## Begin Records to use

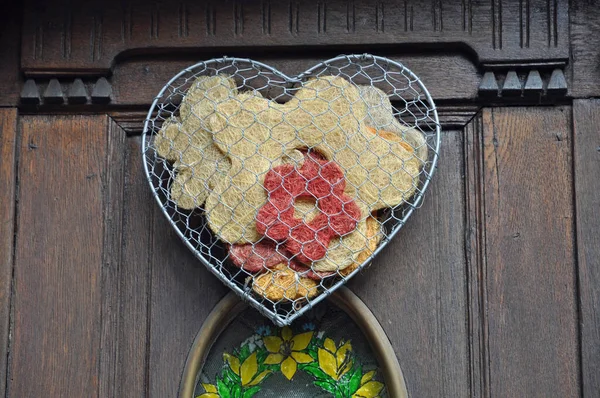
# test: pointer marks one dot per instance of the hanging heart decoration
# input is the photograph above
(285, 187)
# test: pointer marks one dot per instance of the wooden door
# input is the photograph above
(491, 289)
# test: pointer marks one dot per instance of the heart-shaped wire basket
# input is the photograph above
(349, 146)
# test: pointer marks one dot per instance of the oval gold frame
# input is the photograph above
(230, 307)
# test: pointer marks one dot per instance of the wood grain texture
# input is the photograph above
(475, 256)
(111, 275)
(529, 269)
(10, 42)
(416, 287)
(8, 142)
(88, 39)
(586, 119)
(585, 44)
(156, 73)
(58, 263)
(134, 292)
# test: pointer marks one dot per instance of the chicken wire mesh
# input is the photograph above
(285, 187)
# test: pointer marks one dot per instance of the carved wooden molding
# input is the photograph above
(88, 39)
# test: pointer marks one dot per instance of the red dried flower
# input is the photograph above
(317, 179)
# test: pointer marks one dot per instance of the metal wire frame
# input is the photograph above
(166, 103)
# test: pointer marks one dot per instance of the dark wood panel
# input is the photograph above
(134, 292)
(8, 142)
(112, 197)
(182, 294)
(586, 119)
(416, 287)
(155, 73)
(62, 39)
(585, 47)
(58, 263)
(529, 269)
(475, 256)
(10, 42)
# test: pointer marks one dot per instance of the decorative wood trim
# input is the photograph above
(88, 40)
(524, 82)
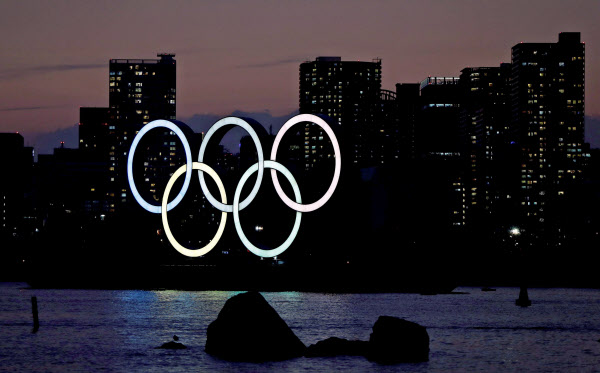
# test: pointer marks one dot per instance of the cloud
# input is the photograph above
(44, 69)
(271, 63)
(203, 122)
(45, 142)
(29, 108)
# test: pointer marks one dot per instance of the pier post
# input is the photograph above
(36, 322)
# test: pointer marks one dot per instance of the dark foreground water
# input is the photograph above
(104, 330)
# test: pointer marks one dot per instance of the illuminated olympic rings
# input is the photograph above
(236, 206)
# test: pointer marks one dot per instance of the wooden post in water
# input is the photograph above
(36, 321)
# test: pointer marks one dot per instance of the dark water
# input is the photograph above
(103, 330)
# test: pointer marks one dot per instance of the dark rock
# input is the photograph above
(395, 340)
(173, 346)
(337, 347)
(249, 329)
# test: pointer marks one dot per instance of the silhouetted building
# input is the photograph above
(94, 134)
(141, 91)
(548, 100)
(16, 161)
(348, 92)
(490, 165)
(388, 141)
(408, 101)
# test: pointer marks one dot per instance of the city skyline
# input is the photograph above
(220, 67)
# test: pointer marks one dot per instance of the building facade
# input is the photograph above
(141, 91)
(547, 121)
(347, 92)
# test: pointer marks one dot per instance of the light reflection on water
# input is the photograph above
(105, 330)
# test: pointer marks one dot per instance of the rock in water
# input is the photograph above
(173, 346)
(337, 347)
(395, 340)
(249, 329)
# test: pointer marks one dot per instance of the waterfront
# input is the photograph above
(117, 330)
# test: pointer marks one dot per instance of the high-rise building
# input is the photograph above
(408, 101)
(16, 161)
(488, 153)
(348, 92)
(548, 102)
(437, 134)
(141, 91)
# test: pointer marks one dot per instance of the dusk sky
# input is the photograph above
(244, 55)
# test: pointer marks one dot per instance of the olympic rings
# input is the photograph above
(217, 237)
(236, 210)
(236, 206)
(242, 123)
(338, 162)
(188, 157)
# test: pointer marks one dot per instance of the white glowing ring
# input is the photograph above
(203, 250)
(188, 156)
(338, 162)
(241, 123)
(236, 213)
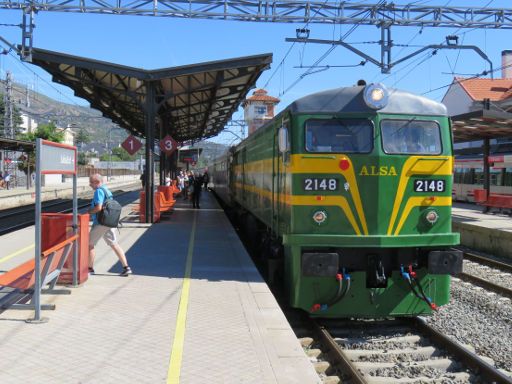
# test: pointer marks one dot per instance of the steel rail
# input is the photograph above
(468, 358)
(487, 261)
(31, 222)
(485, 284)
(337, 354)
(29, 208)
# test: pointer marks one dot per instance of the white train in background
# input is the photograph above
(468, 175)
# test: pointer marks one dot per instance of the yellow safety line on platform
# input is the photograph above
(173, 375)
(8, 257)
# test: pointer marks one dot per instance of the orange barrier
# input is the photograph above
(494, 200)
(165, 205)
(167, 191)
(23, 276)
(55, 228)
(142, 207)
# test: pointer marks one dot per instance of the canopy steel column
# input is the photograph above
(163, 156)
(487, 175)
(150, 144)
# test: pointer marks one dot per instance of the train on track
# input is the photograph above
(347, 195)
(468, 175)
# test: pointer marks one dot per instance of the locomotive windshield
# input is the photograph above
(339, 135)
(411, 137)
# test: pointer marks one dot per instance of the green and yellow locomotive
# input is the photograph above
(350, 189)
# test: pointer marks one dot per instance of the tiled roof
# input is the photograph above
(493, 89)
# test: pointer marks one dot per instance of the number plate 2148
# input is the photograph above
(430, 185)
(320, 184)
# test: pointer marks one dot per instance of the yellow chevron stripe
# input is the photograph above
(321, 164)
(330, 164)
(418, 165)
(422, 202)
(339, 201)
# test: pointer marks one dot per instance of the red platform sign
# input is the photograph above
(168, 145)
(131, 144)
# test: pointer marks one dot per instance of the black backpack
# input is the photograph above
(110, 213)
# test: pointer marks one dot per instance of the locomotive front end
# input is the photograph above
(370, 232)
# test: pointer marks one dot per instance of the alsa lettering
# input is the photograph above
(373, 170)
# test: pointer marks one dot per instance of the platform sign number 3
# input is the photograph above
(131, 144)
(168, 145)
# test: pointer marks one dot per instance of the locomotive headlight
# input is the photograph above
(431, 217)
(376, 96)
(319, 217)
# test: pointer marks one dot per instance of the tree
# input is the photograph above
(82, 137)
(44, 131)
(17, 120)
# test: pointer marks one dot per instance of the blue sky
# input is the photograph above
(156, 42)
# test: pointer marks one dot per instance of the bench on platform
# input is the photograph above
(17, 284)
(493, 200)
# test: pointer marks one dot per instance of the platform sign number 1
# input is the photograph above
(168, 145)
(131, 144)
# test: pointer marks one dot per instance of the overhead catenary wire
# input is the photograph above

## End Records to use

Set task: Repeat all the records above exactly, leaving out any pictures.

Result below:
# test: pointer marks one dot per instance of the hanging heart decoration
# input is the photograph above
(285, 187)
# test: pointer marks one dot per instance of the wooden door
# input is the photograph above
(491, 289)
# test: pointer marks one dot per instance of the heart-shaped wire basket
# input is the photograph above
(349, 146)
# test: pointer marks one dot per instance of the oval gold frame
# input is the photograph above
(230, 307)
# test: pointer marks one dot per instance of the wood grain texture
# input is the photograph above
(475, 256)
(111, 275)
(529, 269)
(10, 42)
(416, 287)
(8, 142)
(88, 39)
(586, 119)
(585, 44)
(156, 73)
(58, 263)
(134, 292)
# test: pointer marks one dot per instance of the chicken wire mesh
# input is the photograph above
(285, 187)
# test: pointer marks one dot per instance of the carved wooden molding
# input is the photograph above
(88, 39)
# test: pointer marks one dot per instance of the red dried flower
# input is the photograph above
(317, 179)
# test: pointer marks one dot per instance of the metal wire frame
# input is the photograph above
(166, 103)
# test: pointer marks one dot per instance of the dark wood panel
# input is the photograph above
(134, 292)
(8, 142)
(112, 197)
(182, 294)
(586, 119)
(416, 287)
(155, 73)
(62, 39)
(585, 47)
(58, 263)
(529, 269)
(475, 256)
(10, 42)
# test: pointer marks one dot per instance of the decorative wood trim
# input is the photograph above
(88, 40)
(524, 82)
# test: pointer marks one dot per instance of the cloud
# input is the photograph above
(44, 69)
(271, 63)
(203, 122)
(45, 142)
(29, 108)
# test: pointer marks one dot per instance of the pier post
# input is the photograph above
(36, 322)
# test: pointer marks one dot per instance of the dark foreground water
# input is the photograph above
(104, 330)
# test: pointer marks one dot per instance of the illuminated olympic rings
# input is the photograph above
(236, 206)
# test: pointer marks one dot per instance of the wooden post in water
# input is the photograph above
(36, 321)
# test: pointer marks one dot per instance of the dark water
# input is the photograph above
(103, 330)
# test: pointer marks one dot per instance of the dark rock
# input is the photograph above
(395, 340)
(173, 346)
(337, 347)
(249, 329)
# test: pointer marks one dot per instance of the silhouetted building
# input is the photograph above
(94, 134)
(141, 91)
(548, 100)
(16, 161)
(348, 92)
(490, 165)
(388, 141)
(408, 101)
# test: pointer marks one dot per instance of the city skyline
# input is the photograph above
(220, 67)
# test: pointer marks one dot per instance of the building facade
# input is the photograph above
(141, 91)
(547, 121)
(347, 92)
# test: pointer marks one dot per instance of the light reflection on water
# input is the photograph above
(105, 330)
# test: pointer marks one dot per instance of the rock in water
# input is the photograph above
(173, 346)
(337, 347)
(395, 340)
(249, 329)
# test: pointer marks one dot per instance of the waterfront
# input is the photograph above
(117, 330)
# test: pointer marks one dot per instance of the high-rise building
# input is the photograph above
(408, 101)
(16, 161)
(488, 153)
(348, 92)
(548, 102)
(437, 134)
(141, 91)
# test: pointer marks one dot per instance of the dusk sky
# input is the photograph above
(244, 55)
# test: pointer marks one dot per instance of the olympic rings
# input is the photograph above
(217, 237)
(236, 210)
(236, 206)
(242, 123)
(338, 162)
(188, 157)
# test: pointer marks one dot per instance of the white glowing ring
# input is the photograph above
(203, 250)
(188, 156)
(338, 162)
(241, 123)
(236, 213)
# test: pointer marks one dot per instance of the steel rail
# input is the photograph above
(468, 358)
(487, 261)
(31, 222)
(485, 284)
(337, 354)
(29, 208)
# test: pointer marks one dot per instance of the white train in background
# input is the photograph above
(468, 175)
# test: pointer marks one dot per instance of the yellow safety line on platform
# input is the photograph above
(173, 375)
(8, 257)
# test: pointer marks one dot per instance of the orange barrier
# input is the photograph above
(494, 200)
(165, 205)
(167, 191)
(23, 276)
(55, 228)
(142, 207)
# test: pointer marks one dot per instance of the canopy steel column
# input is the photograph above
(163, 156)
(487, 175)
(150, 144)
# test: pointer marks one dot per instance of the train on track
# input is the photograph above
(347, 195)
(468, 175)
# test: pointer marks one dot per instance of the locomotive windshield
# input is the photograph above
(339, 135)
(411, 137)
# test: pointer marks one dot per instance of the green and yellow locomotive
# input is the photograph above
(350, 189)
# test: pointer marks one dot per instance of the tiled roof
# input is the photograph above
(493, 89)
# test: pointer marks one dot per instance of the number plate 2148
# input is the photograph above
(430, 185)
(320, 184)
# test: pointer marks one dot per instance of the yellow chevron stripe
# input is the photograph above
(321, 164)
(330, 164)
(418, 165)
(422, 202)
(339, 201)
# test: pointer marks one dot per instance of the red platform sign
# input is the photograph above
(168, 145)
(131, 144)
# test: pointer marks one dot per instance of the black backpack
# input is the photograph above
(110, 213)
# test: pointer marks one dot per instance of the locomotive front end
# input is the photograph above
(370, 232)
# test: pointer marks one dot per instance of the alsa lettering
# input is the photograph above
(373, 170)
# test: pointer marks one dot per instance of the platform sign number 3
# input is the photograph above
(131, 144)
(168, 145)
# test: pointer marks one dot per instance of the locomotive headlight
# input is the photograph above
(431, 217)
(376, 96)
(319, 217)
# test: pointer marks one dot per instance of the tree
# input is the photograph above
(82, 137)
(44, 131)
(17, 120)
# test: pointer marks one dot per instance of the blue sky
# input is the photograph above
(156, 42)
# test: pointer marks one dot per instance of the bench on platform
# input is the photograph above
(17, 284)
(493, 200)
# test: pointer marks one dot per instance of the platform sign number 1
# input is the photograph above
(168, 145)
(131, 144)
# test: pointer marks one dot per instance of the overhead catenary wire
# input is the photograph above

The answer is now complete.